* What is being asked *
Wherever the string "white" turns up in the data, copy the whole line.
*** Opening of Supplied material ***
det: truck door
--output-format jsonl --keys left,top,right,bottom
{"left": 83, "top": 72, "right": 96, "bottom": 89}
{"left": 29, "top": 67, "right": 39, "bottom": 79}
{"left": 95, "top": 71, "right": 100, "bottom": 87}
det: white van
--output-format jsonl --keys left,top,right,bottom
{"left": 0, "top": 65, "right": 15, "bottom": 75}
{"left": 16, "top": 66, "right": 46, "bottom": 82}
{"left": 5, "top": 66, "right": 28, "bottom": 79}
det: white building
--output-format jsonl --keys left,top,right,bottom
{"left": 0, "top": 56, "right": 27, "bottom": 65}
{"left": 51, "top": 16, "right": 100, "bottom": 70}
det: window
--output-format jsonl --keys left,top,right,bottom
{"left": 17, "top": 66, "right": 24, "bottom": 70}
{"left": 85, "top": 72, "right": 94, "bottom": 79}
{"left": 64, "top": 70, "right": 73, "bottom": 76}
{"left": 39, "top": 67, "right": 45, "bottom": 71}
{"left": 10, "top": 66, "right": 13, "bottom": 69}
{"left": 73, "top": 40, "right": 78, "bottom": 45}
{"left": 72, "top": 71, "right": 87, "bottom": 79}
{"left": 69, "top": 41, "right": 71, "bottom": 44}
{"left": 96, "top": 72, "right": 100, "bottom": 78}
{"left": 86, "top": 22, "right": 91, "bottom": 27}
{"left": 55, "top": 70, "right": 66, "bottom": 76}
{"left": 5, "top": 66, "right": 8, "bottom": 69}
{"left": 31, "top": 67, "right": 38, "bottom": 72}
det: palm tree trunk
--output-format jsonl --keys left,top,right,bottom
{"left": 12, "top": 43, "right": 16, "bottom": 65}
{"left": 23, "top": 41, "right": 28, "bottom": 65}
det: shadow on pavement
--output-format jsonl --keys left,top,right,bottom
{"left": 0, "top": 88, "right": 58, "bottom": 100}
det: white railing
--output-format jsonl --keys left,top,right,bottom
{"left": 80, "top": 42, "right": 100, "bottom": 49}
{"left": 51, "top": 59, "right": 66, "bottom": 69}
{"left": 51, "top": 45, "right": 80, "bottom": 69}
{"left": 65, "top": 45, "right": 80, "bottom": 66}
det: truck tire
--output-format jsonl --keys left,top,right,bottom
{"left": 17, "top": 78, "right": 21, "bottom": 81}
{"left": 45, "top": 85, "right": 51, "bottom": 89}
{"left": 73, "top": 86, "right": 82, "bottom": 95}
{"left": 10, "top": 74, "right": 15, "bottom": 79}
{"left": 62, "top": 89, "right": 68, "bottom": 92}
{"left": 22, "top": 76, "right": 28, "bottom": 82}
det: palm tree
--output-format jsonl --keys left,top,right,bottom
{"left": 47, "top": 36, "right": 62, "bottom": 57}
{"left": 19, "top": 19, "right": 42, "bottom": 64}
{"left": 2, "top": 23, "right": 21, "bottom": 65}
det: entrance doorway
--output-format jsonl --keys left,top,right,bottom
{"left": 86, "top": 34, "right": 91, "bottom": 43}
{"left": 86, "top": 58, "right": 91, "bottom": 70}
*** Close of Supplied material ***
* Task answer *
det: white van
det: white building
det: white railing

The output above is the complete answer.